SHORT TASK: Extract every line of the data below word for word, omitting the pictures.

Entries for pointing and labeling
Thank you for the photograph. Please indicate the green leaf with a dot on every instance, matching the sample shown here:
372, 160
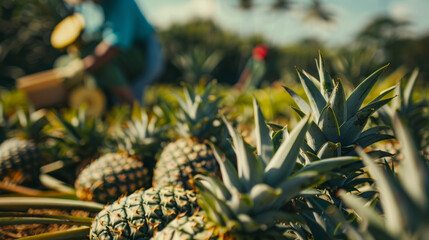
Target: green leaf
263, 141
326, 165
367, 140
315, 137
357, 97
293, 185
317, 101
409, 88
328, 150
366, 213
229, 172
414, 173
264, 196
250, 170
399, 211
284, 160
329, 125
351, 130
302, 104
326, 83
338, 103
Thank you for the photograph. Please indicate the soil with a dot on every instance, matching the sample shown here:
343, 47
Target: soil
24, 230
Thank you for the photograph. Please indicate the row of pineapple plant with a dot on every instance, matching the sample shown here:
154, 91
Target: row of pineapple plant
258, 188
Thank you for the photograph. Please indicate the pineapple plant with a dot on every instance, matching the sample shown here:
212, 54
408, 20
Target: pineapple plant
141, 214
189, 155
338, 123
22, 155
129, 167
79, 139
247, 203
415, 113
110, 176
403, 196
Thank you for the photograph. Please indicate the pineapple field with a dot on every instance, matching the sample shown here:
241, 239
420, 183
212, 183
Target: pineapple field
318, 159
239, 135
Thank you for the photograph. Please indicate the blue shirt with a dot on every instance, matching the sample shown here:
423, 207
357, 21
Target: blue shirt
120, 22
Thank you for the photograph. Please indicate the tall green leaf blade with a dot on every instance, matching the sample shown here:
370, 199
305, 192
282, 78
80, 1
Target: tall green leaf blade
326, 83
338, 103
315, 137
250, 170
329, 125
351, 130
328, 164
409, 88
302, 104
398, 209
263, 141
317, 101
229, 172
356, 98
284, 160
414, 173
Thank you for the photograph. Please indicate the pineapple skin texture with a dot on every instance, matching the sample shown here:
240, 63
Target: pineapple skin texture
20, 161
141, 214
111, 176
181, 160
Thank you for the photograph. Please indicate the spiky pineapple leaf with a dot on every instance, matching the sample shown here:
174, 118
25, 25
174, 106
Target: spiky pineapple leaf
250, 170
317, 101
283, 161
338, 103
356, 98
264, 147
328, 124
326, 83
351, 130
302, 104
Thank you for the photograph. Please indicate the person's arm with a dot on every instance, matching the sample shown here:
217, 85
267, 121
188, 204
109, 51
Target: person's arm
103, 53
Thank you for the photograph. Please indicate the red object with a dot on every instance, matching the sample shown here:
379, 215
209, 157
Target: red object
260, 52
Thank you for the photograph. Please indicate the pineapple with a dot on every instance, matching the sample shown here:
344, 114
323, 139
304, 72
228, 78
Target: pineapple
189, 155
110, 176
22, 155
131, 167
247, 204
141, 214
404, 197
338, 124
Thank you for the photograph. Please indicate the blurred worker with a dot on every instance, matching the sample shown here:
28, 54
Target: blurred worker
127, 57
254, 70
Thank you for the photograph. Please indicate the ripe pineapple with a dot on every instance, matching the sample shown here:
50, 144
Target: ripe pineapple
189, 155
110, 176
338, 123
141, 214
246, 205
21, 156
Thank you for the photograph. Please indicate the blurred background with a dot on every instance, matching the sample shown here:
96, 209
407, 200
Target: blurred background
357, 37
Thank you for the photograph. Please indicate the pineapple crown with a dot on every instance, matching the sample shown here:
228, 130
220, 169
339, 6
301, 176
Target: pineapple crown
416, 113
338, 123
250, 196
404, 198
198, 113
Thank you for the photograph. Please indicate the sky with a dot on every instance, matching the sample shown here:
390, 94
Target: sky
288, 27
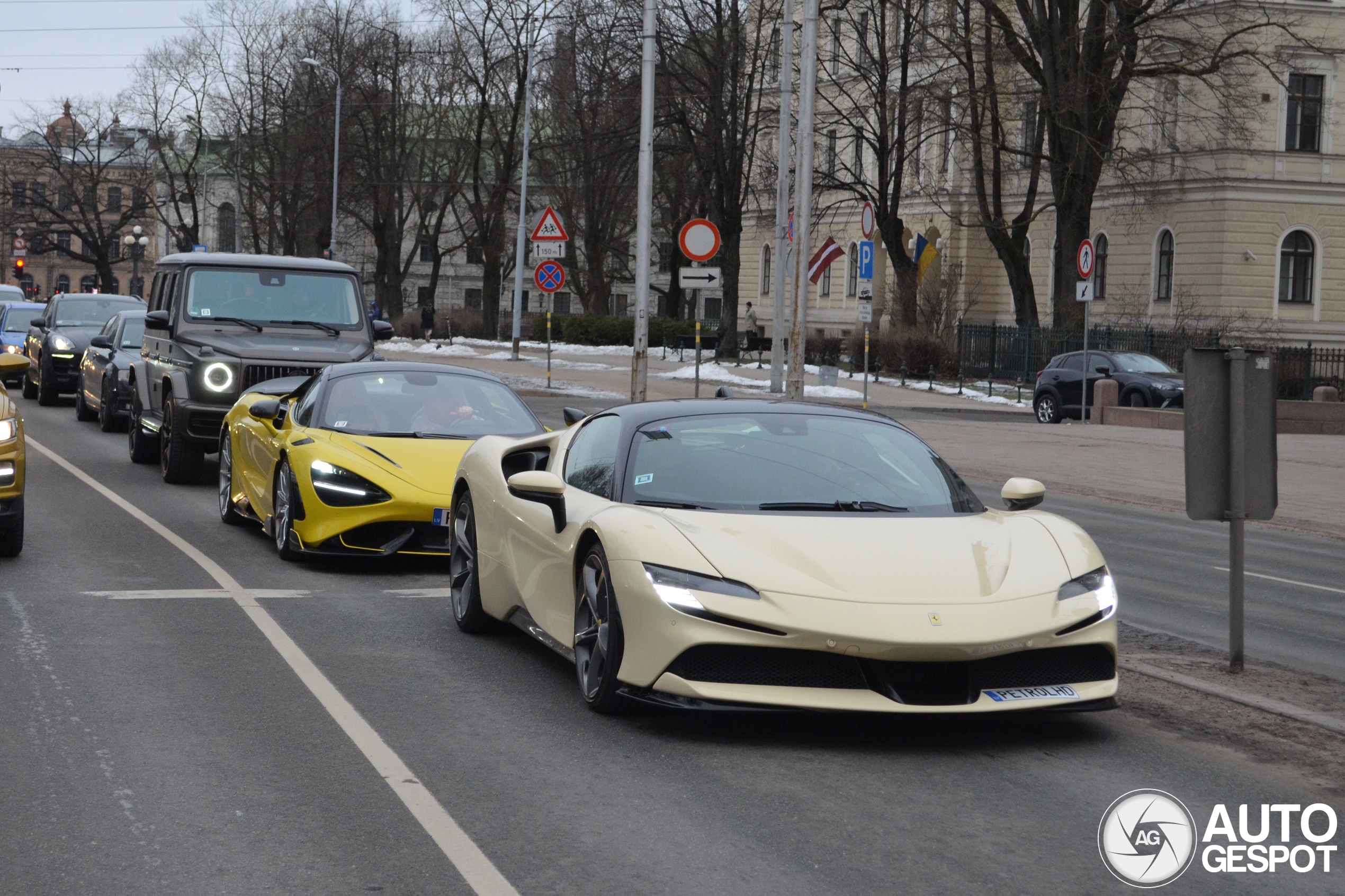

TASK RESULT:
Thank you for the photograph. Please indicate the green leaf with a dot on every instance, matching the sample shown here:
372, 160
Target: green leaf
263, 141
326, 165
367, 140
315, 137
357, 97
293, 185
317, 101
409, 88
328, 150
366, 213
229, 172
414, 173
264, 196
250, 170
399, 211
284, 160
329, 125
351, 130
302, 104
326, 83
338, 103
Thank you for the photograph. Please indicate the soil with a dot on every instance, matching the sample shown here:
343, 47
Target: soil
24, 230
Thank you for the photograph. Please indicate the row of pineapple plant with a dot on every instance, matching the sample shown here:
154, 91
Target: row of pineapple plant
258, 188
Thank you for the photograph. Please indicate the pineapple plant with a dot on every instance, matching the sample shown here:
212, 54
408, 20
Target: pineapple plant
141, 214
189, 155
338, 123
22, 155
129, 167
79, 139
247, 203
415, 113
110, 176
403, 196
Thank you for the photograph. Please indicate the pineapple field with a dot on every instance, matching the sample shown here:
241, 239
420, 183
212, 183
Target: pineapple field
318, 159
239, 135
Thank you for the photograph. Please indicate the blue shirt with a dot on every instance, matching the sample shown here:
423, 207
357, 21
Target: blue shirt
120, 22
Thank you for the photograph. Please indicate the tall green leaf blade with a dot on every instance, matching the sample shown here:
370, 199
305, 192
282, 78
80, 1
Target: tall green leaf blade
326, 83
338, 103
315, 137
250, 170
329, 125
351, 130
328, 164
409, 88
302, 104
398, 209
263, 141
317, 101
229, 172
356, 98
284, 160
414, 173
Thank you for the photograph. Please indicate the pineapple skin texture with a dot on every instance, matching the sample shown here:
240, 63
Target: pineapple skin texture
20, 161
141, 214
111, 176
181, 160
Thank you for the photograph. Please indicate the spiky pineapple leaf with a dot on every instance, matching the sample shown here:
174, 118
25, 25
174, 106
Target: spiky pineapple leaf
250, 170
317, 101
283, 161
338, 103
356, 98
264, 147
328, 124
326, 83
351, 130
302, 104
Thank you for the photograph. Please indicate the person's arm with a dot on every instance, matching the sample shown here:
217, 85
267, 121
188, 204
109, 51
Target: person's arm
103, 53
Thank you for the photograph. Please indicate the red object with a dot on every instance, matching the sample shown here:
379, 215
209, 157
Target: red object
260, 52
Thank you for the photograph. Please indicate the pineapple with a dot on every instance, matching the sample shown here:
344, 114
323, 139
304, 72
228, 78
Target: pineapple
189, 155
110, 176
22, 155
131, 167
247, 204
141, 214
404, 197
338, 124
Thank you for the photograph. Please indicate the blurred worker with a dot on every instance, matching the sample shown here:
28, 54
Target: blurred worker
127, 57
254, 70
Thank you for the photograph. Please indicate the ripe pineapple with a dot on every instance, matching the sample shown here:
50, 144
Target: ripe pineapple
189, 155
110, 176
338, 123
141, 214
246, 205
21, 156
Thank you for the photograph. Please indicate the blurred background with a dot on every instance, matching the sample shown here:
96, 209
407, 200
Target: blurred background
357, 37
Thank you for the photograph. Please indicate the pineapple crown with a dot on every instance, matching the sample shown here:
228, 130
220, 169
339, 6
301, 176
Target: pineapple crown
416, 113
338, 123
250, 196
404, 198
198, 113
Thank you for the photograph. Please indicate the sky with a dot on every instance, matching the sample shown here:
390, 94
Target: sky
288, 27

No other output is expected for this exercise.